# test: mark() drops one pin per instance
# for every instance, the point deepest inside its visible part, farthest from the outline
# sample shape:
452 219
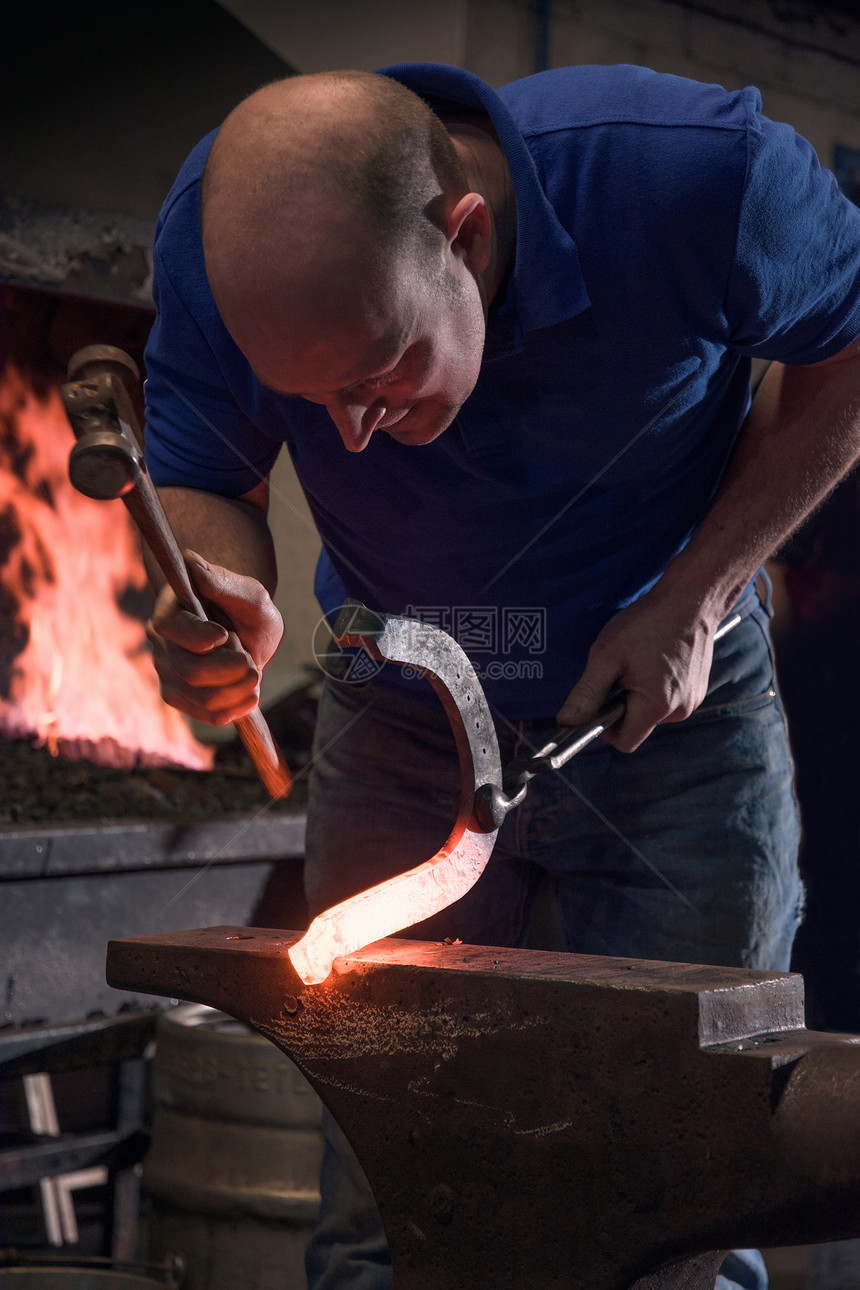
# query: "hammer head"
102 465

-------

Work required » Would you restate word for word only the lines from the line with "# for every" to the last line above, with the pictures left out?

Task response »
# for every instance, the point deepest inside its visible part, farthest from the outline
# sample shape:
452 219
# query: "hammer head"
102 465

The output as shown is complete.